#### EXCERPT TO READ
>> Start
A Recipe for Perfect Pizza

The winter Jasmine is speckled yellow. A hint of spring, a promise that more splashes of colour are coming soon. But not yet. Storm Christoph turned the lawn to a soggy quagmire and it’s best not to go out. What to do? Make a pizza.

Winter Jasmine flowers
How to make a perfect pizza. 

Key points are in bold in case you don’t want to read all the words.

  • Make a bread dough. Use strong bread flour because this has instructions on the packet.  Mash the dough for a while because there has to be Gluten.  If there is no gluten you won’t have the right thing. 
  • Put some garlic in a pot and heat it slowly.  Do not let it go brown. The plan is that your tomato mix will reveal chunks of soft golden roast garlic. Add a tin of chopped tomatoes and boil to a paste.
  • Oil a tray and squash a bit of dough onto the middle. Don’t spend a lot of time on this because magic happens over the next hour.
  • Every time you walk past the dough, it will have puffed up and grown a bit.  Push the puffed up edges out towards the edge of the tin.  When it has stretched to fill the tin in a crispy, effortless way, you are ready to bake. 
  • Spread the tomato paste thinly over the thin dough and cover that with food. Olives, salami, artichoke, sweetcorn or whatever you like.
  • Top with cheese, followed by more cheese with grated mozzarella on top of that.
Pizza ready to bake
  • Cook in a very hot oven for 10 minutes. Serve with a healthy salad like a bit of iceberg lettuce.
>> End
#### EXERCISE DETAILS
Copy out the stretch of the pizza recipe from "A Recipe for" through "Make a pizza." word for word.

#### INFORMATION PROVIDED
>> Start
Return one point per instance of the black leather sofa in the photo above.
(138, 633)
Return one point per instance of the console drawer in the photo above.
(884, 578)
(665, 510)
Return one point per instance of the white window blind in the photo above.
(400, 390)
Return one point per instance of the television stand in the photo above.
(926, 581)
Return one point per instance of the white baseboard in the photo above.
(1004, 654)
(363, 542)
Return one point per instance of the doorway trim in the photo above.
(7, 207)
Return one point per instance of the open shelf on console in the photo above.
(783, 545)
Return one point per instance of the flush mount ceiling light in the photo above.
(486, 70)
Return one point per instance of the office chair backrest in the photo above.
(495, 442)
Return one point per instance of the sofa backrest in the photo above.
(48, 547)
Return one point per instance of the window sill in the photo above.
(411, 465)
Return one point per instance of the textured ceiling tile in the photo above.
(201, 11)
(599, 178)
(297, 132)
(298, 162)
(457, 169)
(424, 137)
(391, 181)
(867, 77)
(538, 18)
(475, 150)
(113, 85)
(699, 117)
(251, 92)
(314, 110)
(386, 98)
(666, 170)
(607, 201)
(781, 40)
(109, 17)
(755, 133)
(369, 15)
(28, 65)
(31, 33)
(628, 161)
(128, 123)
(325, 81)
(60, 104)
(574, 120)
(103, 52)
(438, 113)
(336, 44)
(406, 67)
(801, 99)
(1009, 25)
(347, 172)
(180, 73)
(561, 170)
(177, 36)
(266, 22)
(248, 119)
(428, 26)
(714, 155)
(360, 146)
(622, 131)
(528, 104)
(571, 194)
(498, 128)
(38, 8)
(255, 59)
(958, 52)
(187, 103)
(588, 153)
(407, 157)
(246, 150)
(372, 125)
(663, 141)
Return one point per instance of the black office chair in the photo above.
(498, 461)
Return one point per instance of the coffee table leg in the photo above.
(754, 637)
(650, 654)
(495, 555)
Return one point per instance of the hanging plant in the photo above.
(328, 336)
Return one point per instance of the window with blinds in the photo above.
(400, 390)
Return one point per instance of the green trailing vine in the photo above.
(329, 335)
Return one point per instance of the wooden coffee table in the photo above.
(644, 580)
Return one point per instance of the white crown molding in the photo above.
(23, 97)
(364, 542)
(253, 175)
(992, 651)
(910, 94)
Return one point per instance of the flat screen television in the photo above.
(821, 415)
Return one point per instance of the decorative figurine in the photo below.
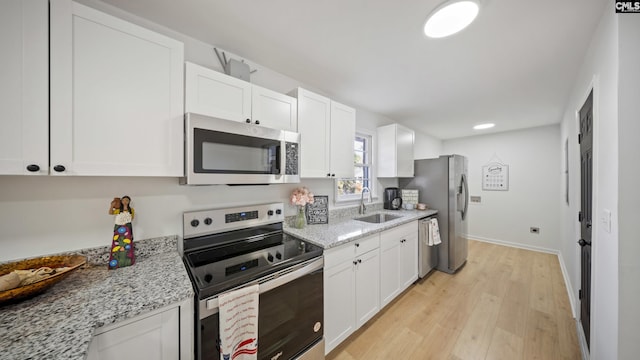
(122, 253)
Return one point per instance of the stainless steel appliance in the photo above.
(427, 255)
(227, 249)
(442, 185)
(220, 151)
(392, 199)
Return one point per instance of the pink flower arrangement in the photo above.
(301, 197)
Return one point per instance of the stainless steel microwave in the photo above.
(219, 151)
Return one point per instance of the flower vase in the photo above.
(300, 220)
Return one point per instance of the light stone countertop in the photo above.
(340, 231)
(59, 323)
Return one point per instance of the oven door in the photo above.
(289, 319)
(228, 152)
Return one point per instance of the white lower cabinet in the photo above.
(351, 288)
(398, 260)
(161, 335)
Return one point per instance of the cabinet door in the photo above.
(339, 303)
(343, 132)
(389, 269)
(116, 96)
(273, 109)
(314, 116)
(212, 93)
(24, 114)
(367, 287)
(404, 142)
(154, 338)
(408, 260)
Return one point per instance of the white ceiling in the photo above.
(513, 66)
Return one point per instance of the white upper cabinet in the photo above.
(327, 131)
(116, 96)
(24, 73)
(395, 151)
(212, 93)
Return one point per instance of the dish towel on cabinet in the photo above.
(239, 324)
(434, 233)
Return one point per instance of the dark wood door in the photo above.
(585, 216)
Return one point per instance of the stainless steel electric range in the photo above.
(227, 249)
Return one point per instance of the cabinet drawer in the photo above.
(335, 256)
(401, 231)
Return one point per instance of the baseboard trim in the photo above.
(565, 274)
(582, 341)
(512, 244)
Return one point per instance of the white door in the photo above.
(408, 260)
(314, 117)
(153, 338)
(339, 304)
(212, 93)
(274, 110)
(24, 87)
(343, 132)
(367, 286)
(389, 269)
(116, 96)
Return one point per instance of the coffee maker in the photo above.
(392, 199)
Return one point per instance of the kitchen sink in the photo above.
(378, 218)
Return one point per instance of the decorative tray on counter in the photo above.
(56, 268)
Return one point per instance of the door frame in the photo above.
(594, 86)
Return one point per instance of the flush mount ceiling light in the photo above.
(483, 126)
(451, 17)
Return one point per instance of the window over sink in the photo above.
(350, 189)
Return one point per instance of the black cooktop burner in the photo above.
(239, 257)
>> End
#### EXERCISE OUTPUT
A Recipe for Perfect Pizza

The winter Jasmine is speckled yellow. A hint of spring, a promise that more splashes of colour are coming soon. But not yet. Storm Christoph turned the lawn to a soggy quagmire and it’s best not to go out. What to do? Make a pizza.